Reproduce all of the data below word for word, leaving the pictures out of your copy.

>> Begin Given data

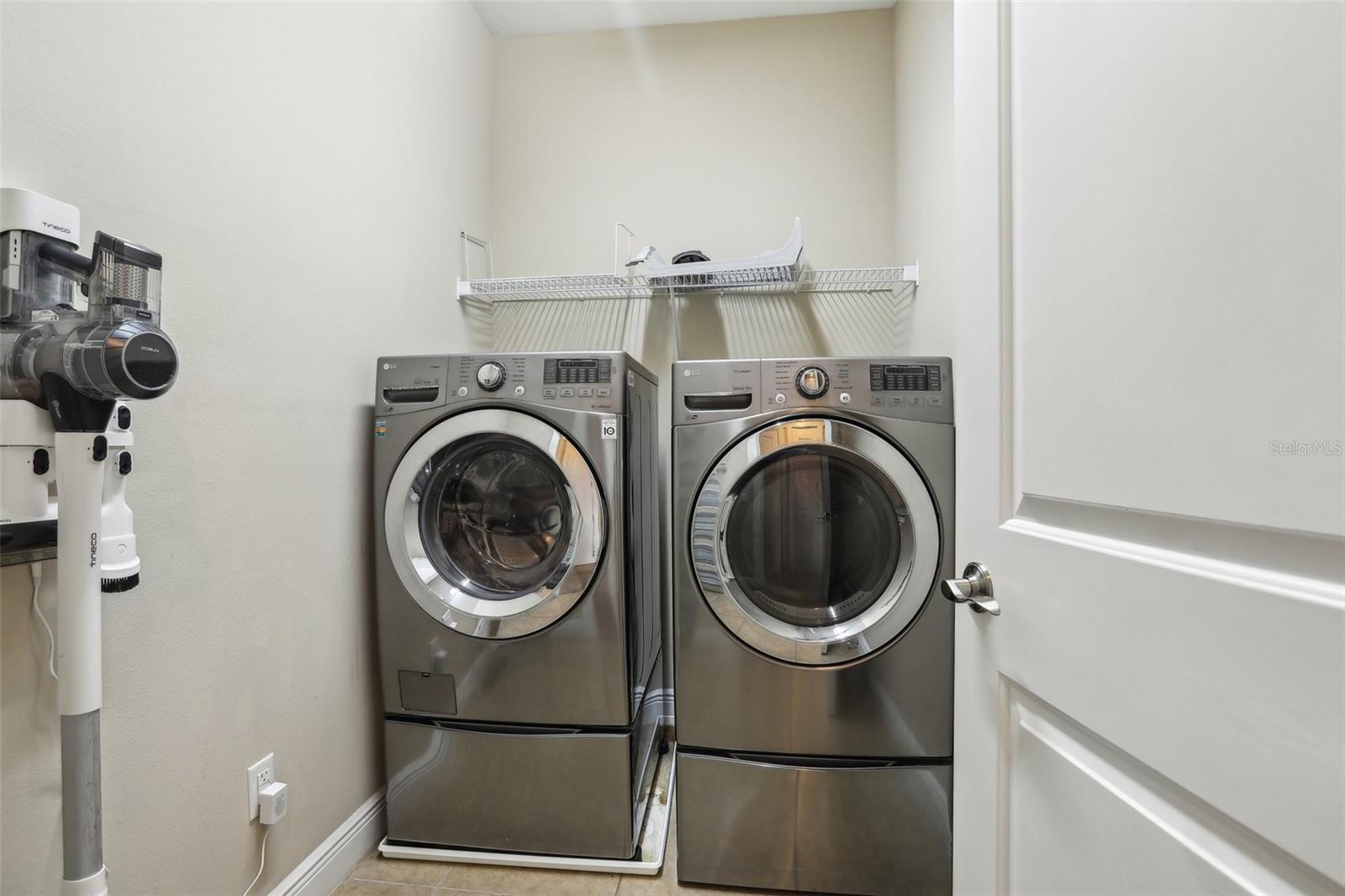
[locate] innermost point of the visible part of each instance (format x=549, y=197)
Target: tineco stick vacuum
x=64, y=372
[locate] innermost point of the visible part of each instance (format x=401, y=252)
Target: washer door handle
x=973, y=588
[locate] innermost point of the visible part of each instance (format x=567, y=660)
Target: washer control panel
x=901, y=387
x=578, y=381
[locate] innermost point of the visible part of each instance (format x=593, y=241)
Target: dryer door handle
x=973, y=588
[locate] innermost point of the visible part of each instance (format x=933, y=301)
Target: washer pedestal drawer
x=824, y=826
x=535, y=790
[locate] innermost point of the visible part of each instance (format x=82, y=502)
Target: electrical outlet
x=260, y=774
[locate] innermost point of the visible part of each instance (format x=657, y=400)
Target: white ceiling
x=517, y=18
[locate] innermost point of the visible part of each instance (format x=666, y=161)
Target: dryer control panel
x=900, y=387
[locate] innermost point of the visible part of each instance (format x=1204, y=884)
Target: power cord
x=37, y=609
x=262, y=867
x=272, y=804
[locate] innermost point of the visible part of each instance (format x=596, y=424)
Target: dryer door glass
x=813, y=539
x=494, y=515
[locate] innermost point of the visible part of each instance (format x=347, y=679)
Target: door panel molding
x=1055, y=771
x=1288, y=564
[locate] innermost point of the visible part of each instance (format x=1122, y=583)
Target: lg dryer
x=517, y=561
x=813, y=521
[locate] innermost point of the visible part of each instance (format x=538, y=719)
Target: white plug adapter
x=275, y=802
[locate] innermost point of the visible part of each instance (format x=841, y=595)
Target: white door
x=1149, y=447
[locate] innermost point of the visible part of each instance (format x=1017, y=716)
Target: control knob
x=811, y=382
x=490, y=376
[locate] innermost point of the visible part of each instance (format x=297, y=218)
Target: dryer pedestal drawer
x=557, y=791
x=829, y=828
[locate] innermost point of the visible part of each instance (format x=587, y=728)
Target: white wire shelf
x=771, y=280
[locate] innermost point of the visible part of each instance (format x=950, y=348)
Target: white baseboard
x=336, y=856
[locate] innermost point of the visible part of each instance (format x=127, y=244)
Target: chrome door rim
x=451, y=603
x=905, y=593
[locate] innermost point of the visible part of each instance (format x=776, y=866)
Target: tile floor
x=378, y=876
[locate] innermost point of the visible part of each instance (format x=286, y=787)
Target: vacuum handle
x=65, y=259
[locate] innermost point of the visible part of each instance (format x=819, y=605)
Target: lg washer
x=517, y=561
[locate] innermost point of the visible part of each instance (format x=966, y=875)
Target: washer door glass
x=815, y=541
x=495, y=524
x=495, y=515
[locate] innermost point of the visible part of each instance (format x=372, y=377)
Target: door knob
x=973, y=588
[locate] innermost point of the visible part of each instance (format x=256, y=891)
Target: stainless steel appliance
x=517, y=560
x=813, y=521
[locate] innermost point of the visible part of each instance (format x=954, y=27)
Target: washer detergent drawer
x=544, y=790
x=841, y=829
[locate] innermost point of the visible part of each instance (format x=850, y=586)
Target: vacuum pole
x=80, y=477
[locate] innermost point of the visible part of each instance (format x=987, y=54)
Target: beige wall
x=300, y=167
x=706, y=136
x=923, y=55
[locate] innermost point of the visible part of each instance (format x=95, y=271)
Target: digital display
x=567, y=370
x=905, y=378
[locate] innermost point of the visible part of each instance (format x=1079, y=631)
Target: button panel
x=576, y=370
x=905, y=378
x=578, y=381
x=916, y=387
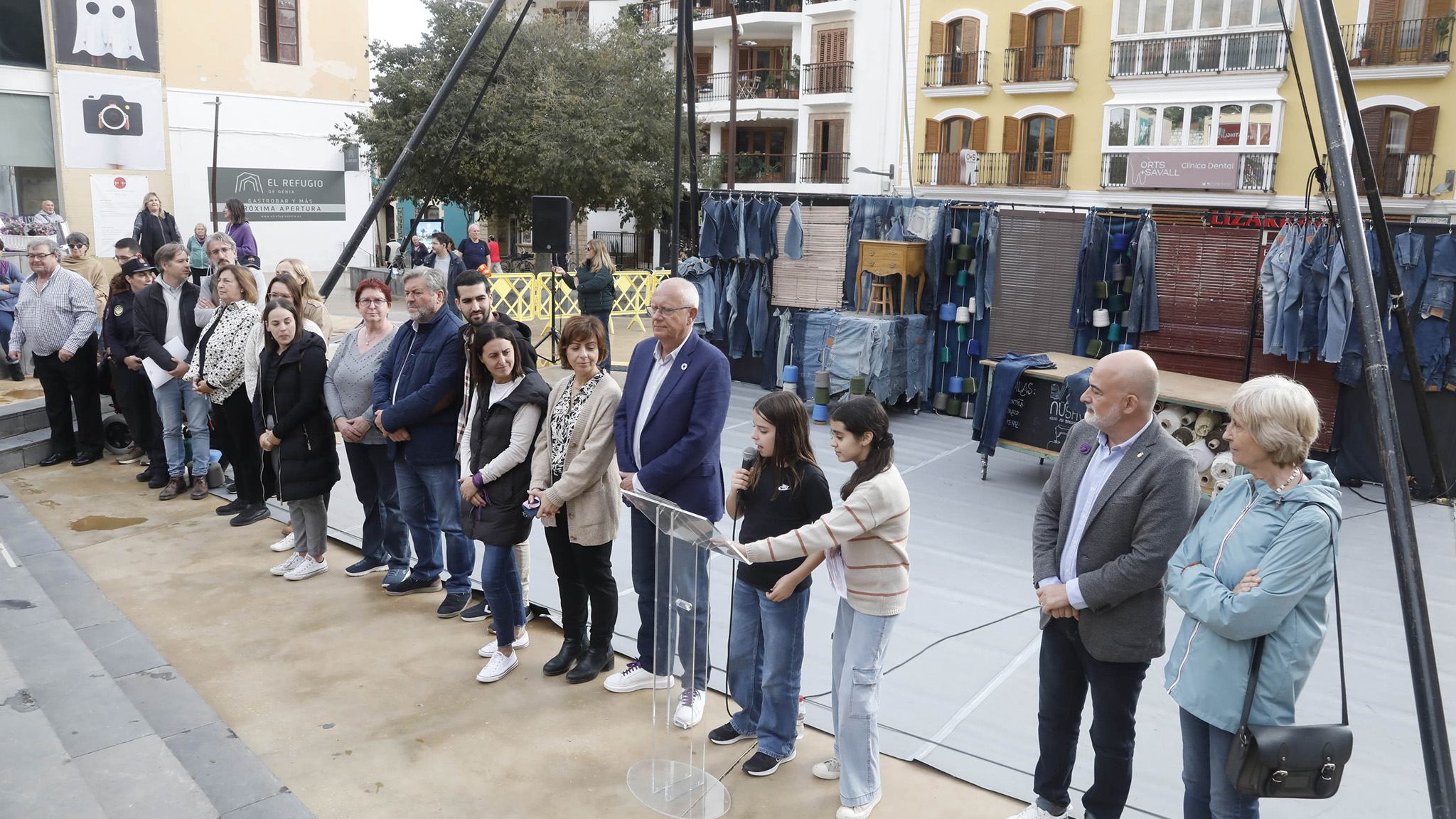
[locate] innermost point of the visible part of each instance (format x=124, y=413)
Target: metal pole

>> End Given data

- _The completed task_
[locate] innermost point of the visible part of each instance (format x=549, y=197)
Target: tineco stick vacuum
x=64, y=372
[locate] innermost point of the visible part of each instance (format x=401, y=252)
Target: washer door handle
x=973, y=588
[locate] innermost point of the visible part of each instance (format x=567, y=660)
Target: washer control panel
x=901, y=387
x=578, y=381
[locate] innermost point of the visible part of each instance (format x=593, y=241)
Target: dryer door handle
x=973, y=588
[locate] innermost point of the visible part of each instance (format x=933, y=301)
Target: washer pedestal drawer
x=824, y=826
x=535, y=790
[locate] innermost point of the visible part of each instance (format x=82, y=502)
Target: electrical outlet
x=260, y=774
[locate] innermost point of the visible part of each instance (format x=657, y=400)
Target: white ceiling
x=517, y=18
[locate] innermost point of the visible part of each instance (format x=666, y=161)
Target: dryer control panel
x=900, y=387
[locate] innermost point of the visible part of each instance (format x=1204, y=884)
Target: power cord
x=37, y=609
x=262, y=867
x=272, y=804
[locate] innermost point of the visible part of each instance (format x=596, y=424)
Target: dryer door glass
x=813, y=539
x=494, y=515
[locate] innermost point of the visible part of each instance (format x=347, y=679)
Target: door panel molding
x=1055, y=771
x=1288, y=564
[locate] innermost point of the visible part of each instance (format x=1122, y=583)
Target: lg dryer
x=517, y=561
x=813, y=521
[locate] innermost point of the visible part of each instance (format x=538, y=719)
Target: white plug adapter
x=275, y=802
[locate] innermost point of the visible part of each instance (format x=841, y=595)
Target: white door
x=1149, y=447
[locate] innermost point of the visible part of each instance (format x=1017, y=716)
Target: control knob
x=811, y=382
x=490, y=376
[locate] innermost point of the visible part of each instance (format x=297, y=218)
Target: dryer pedestal drawer
x=557, y=791
x=829, y=828
[locate] innermost point of the visible part of each instance (format x=587, y=728)
Target: white wire shelf
x=771, y=280
[locate] innermost point of the visible part of each instance (format x=950, y=348)
Target: white baseboard
x=336, y=856
[locate] innermost point of the visible part of each instance (format x=127, y=244)
Target: chrome door rim
x=451, y=603
x=905, y=593
[locate] innermost point of the visible part of each instance (format x=776, y=866)
Target: tile floor
x=378, y=876
[locate] innermost point of the visible part of each instance (format x=286, y=787)
Target: vacuum handle
x=65, y=259
[locate] innermost point of the visible part of each instance (format x=819, y=605)
Target: lg washer
x=517, y=561
[locate] innermost point of the visible part of each instance (format x=966, y=875)
Target: washer door glass
x=815, y=541
x=495, y=524
x=495, y=515
[locate] innermost point of the visible part of each instance (format x=372, y=377)
Target: door knob
x=973, y=588
[locate] innermost point of the visible part of each instance (format x=256, y=891)
Target: stainless steel appliance
x=517, y=560
x=813, y=521
[locate] innermost point of the visible part of each instance (format x=954, y=27)
Target: washer detergent drawer
x=544, y=790
x=841, y=829
[locate] innermost point of the visible part of each instance (format x=850, y=586)
Target: vacuum pole
x=80, y=477
[locate] innermost point of the visible part of each instance (format x=987, y=54)
Target: beige wall
x=300, y=167
x=706, y=136
x=923, y=55
[locate] innermost point of the visible part of each instance (format x=95, y=271)
Target: digital display
x=567, y=370
x=905, y=378
[locate] innermost point of the visible part of each instance (format x=1079, y=631)
Target: button panel
x=576, y=370
x=905, y=378
x=578, y=381
x=916, y=387
[locate] innermost point of the visible part of each instance (format x=124, y=413)
Target: metal pole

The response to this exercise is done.